:: Testo della pagina

Dal Vangelo secondo Luca (10, 38-42)

 

In quel tempo, mentre erano in cammino, Gesù entrò in un villaggio e una donna, di nome Marta, lo ospitò. Ella aveva una sorella, di nome Maria, la quale, seduta ai piedi del Signore, ascoltava la sua parola. Marta invece era distolta per i molti servizi. Allora si fece avanti e disse: «Signore, non t’importa nulla che mia sorella mi abbia lasciata sola a servire? Dille dunque che mi aiuti». Ma il Signore le rispose: «Marta, Marta, tu ti affanni e ti agiti per molte cose, ma di una cosa sola c’è bisogno. Maria ha scelto la parte migliore, che non le sarà tolta».

 

L’episodio narrato nel brano Evangelico di oggi è riferito soltanto dall’evangelista Luca, il quale lo colloca in un villaggio del quale non ci dice il nome, ma noi sappiamo che si tratta di Betania perché ci parla di una famiglia a noi ben nota, quella di Marta, Maria, Lazzaro. Dove si trova Betania? Sul versante orientale del Monte degli Olivi. Oggi, ha più di 20.000 abitanti.

::::
:: Dati forniti

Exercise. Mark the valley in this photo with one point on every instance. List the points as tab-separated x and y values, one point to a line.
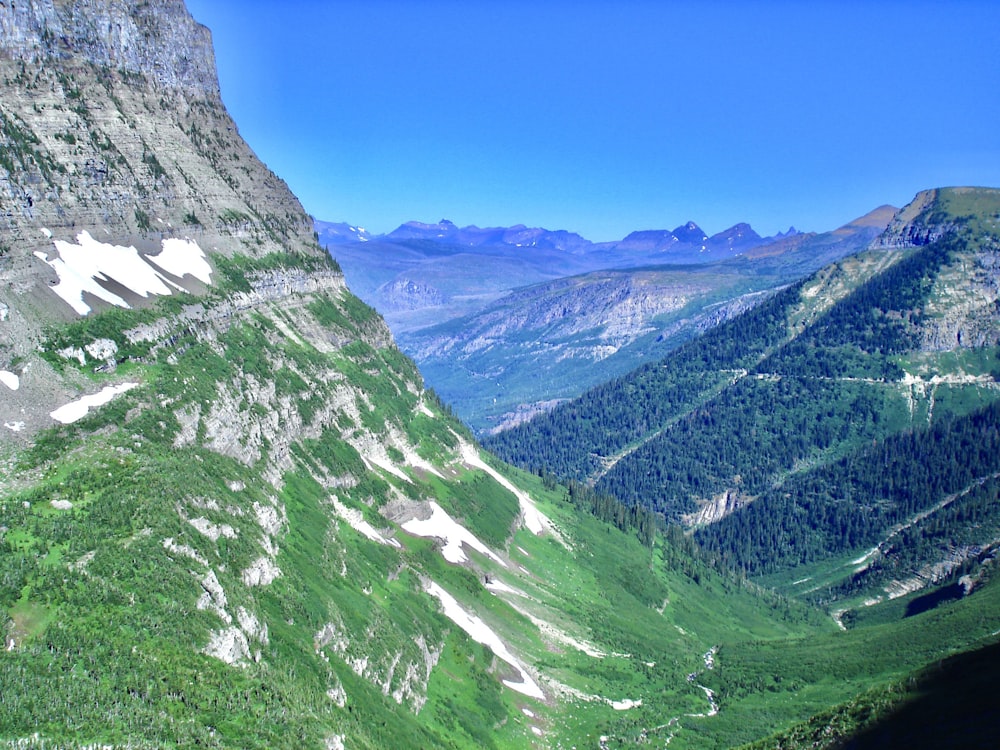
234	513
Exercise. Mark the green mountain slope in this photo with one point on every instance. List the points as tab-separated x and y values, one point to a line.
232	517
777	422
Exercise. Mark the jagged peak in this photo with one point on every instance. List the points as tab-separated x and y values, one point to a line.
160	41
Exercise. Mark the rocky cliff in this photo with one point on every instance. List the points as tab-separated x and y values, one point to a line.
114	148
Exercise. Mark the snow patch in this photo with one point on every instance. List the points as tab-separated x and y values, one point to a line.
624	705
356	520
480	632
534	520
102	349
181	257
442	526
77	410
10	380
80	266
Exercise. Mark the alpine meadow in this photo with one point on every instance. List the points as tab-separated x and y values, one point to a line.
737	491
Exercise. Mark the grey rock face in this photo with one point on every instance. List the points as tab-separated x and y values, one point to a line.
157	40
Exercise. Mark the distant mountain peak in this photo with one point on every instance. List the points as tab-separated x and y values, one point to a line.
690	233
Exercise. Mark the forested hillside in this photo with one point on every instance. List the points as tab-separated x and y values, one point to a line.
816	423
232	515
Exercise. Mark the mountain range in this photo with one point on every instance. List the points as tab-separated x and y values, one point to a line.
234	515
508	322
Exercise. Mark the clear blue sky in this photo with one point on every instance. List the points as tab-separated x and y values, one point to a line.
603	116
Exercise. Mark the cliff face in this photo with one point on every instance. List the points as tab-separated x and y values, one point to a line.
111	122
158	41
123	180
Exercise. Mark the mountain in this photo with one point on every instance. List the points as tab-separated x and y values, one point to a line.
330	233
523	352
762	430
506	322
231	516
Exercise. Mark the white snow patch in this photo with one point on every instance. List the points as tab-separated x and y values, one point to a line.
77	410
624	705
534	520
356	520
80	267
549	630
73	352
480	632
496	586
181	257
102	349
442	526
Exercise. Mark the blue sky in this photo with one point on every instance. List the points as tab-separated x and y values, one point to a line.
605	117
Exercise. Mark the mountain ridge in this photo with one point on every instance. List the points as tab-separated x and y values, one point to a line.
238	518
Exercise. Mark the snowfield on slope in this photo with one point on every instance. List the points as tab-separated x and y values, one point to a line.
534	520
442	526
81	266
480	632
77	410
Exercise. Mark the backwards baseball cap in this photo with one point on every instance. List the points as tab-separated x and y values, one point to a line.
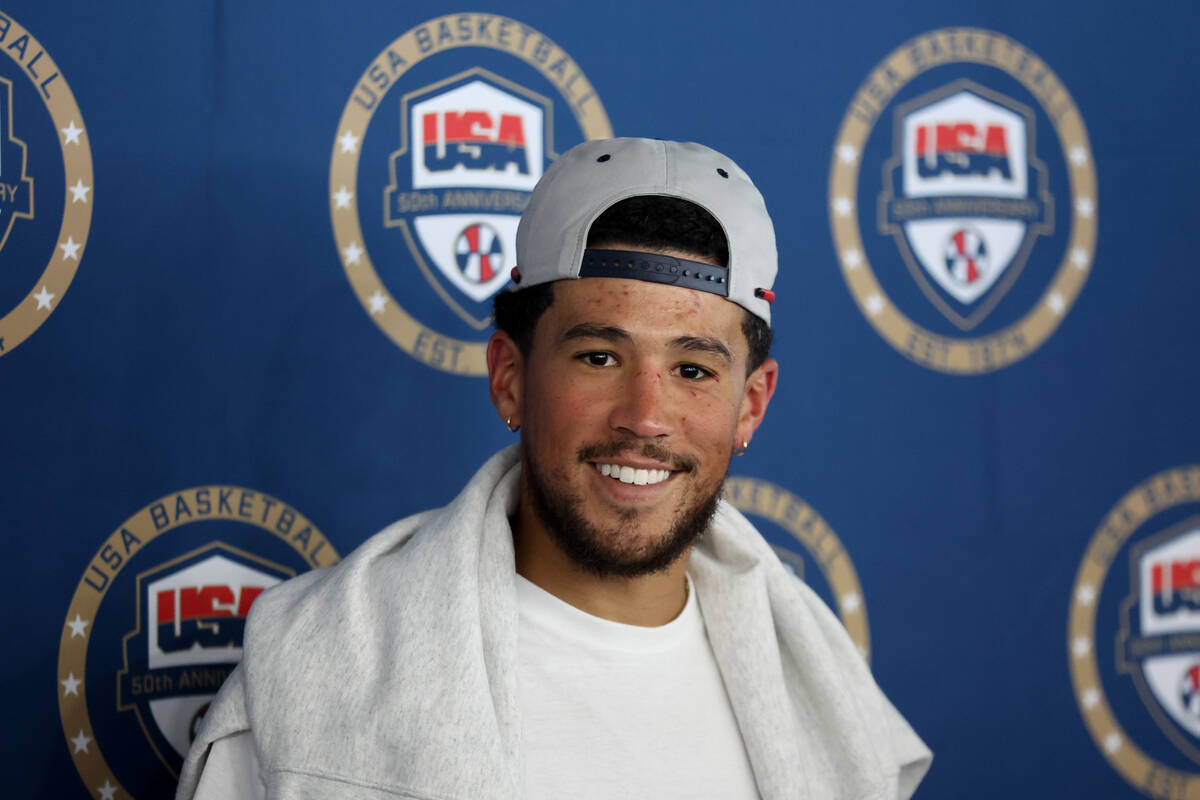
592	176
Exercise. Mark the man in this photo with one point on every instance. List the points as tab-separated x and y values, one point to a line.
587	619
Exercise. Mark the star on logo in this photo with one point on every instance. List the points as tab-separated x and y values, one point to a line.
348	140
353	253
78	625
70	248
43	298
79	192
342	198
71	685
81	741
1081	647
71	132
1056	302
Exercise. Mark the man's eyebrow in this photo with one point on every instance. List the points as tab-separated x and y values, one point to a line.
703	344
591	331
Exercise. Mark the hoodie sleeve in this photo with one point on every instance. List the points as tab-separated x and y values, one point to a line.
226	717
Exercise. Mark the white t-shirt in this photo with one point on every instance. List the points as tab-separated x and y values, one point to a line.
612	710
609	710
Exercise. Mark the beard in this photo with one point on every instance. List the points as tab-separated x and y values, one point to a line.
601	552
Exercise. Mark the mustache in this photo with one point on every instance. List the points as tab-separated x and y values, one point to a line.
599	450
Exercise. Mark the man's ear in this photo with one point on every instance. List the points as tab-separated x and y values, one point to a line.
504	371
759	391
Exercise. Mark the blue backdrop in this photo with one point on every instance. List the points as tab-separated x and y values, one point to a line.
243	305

::::

**Descrizione del compito**
Prosegui il testo su Marta e Maria nel Vangelo di Luca, cominciando subito dopo l'ultima frase riportata.

**Risultato finale**
Sulla cima del Monte degli Olivi c’è un campanile che è alto 61 mt., appartiene alla Chiesa ortodossa russa dell’Ascensione, è lì che gli ortodossi celebrano l’Ascensione di Gesù. Da quella cima si può contemplare un panorama mozzafiato, verso Sud si vede il mar Morto, l’Herodion, Betlemme, Ebron; verso Nord lo sguardo può contemplare il deserto della Giudea fino su in Samaria. Erode si era fatto costruire una torre nella parte più alta della città di Gerusalemme, da dove lui poteva contemplare tutta la città: il Monte degli Olivi, la spianata del Tempio con al centro il Santuario.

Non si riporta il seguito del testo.